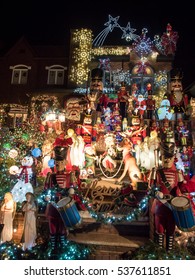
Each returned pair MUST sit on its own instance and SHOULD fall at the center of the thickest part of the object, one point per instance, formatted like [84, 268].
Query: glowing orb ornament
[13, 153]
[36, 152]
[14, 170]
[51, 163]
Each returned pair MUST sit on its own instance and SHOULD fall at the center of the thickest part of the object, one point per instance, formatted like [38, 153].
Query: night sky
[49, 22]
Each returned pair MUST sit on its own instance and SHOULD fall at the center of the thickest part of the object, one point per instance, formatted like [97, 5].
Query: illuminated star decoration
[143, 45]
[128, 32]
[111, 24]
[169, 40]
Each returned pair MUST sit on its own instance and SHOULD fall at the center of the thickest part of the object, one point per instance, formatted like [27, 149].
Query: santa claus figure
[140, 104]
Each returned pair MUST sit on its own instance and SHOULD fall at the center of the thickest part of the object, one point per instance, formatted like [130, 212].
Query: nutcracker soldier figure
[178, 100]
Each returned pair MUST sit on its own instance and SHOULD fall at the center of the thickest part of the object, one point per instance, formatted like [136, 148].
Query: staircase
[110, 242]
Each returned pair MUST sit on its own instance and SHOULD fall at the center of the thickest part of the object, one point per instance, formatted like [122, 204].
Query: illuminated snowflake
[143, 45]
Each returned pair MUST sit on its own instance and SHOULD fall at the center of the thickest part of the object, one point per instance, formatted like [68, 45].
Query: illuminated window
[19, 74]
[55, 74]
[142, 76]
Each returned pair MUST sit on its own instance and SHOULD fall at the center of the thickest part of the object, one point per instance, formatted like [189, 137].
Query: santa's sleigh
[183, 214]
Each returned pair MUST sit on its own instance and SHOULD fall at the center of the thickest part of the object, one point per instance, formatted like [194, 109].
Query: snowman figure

※

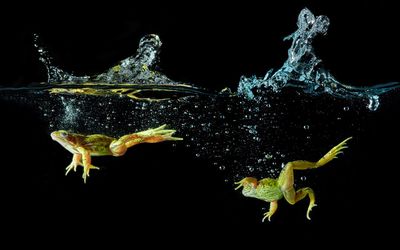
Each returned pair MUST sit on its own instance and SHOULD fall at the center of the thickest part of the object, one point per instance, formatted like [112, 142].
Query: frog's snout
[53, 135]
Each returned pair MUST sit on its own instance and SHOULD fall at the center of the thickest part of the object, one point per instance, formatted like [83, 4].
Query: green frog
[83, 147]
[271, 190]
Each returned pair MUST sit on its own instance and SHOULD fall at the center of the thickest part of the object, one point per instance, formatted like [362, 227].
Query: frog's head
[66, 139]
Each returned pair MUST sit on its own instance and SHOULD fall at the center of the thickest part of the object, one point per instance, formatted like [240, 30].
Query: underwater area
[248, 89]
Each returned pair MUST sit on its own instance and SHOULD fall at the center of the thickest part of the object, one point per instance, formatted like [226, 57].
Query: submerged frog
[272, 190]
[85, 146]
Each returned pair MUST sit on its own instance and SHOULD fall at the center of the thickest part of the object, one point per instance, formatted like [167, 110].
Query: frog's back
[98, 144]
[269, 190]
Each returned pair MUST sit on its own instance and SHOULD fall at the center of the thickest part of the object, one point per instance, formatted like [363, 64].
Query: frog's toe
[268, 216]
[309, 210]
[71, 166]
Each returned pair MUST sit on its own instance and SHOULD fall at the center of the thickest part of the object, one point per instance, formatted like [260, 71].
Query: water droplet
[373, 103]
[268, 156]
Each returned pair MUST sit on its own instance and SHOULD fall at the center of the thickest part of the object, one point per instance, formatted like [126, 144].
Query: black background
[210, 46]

※

## Work to do
Update the part of the data that opens with the line containing "like [194, 109]." and closes with the line containing "Query: snowman figure" by replacing "snowman figure" with "snowman decoration" and keeping everything else the same. Return only those lines.

## Worked solution
Each returned pair MUST sit on its own instance and SHOULD fall at the center of the thickest part of the object, one point per instance, formatted like [194, 109].
Query: snowman decoration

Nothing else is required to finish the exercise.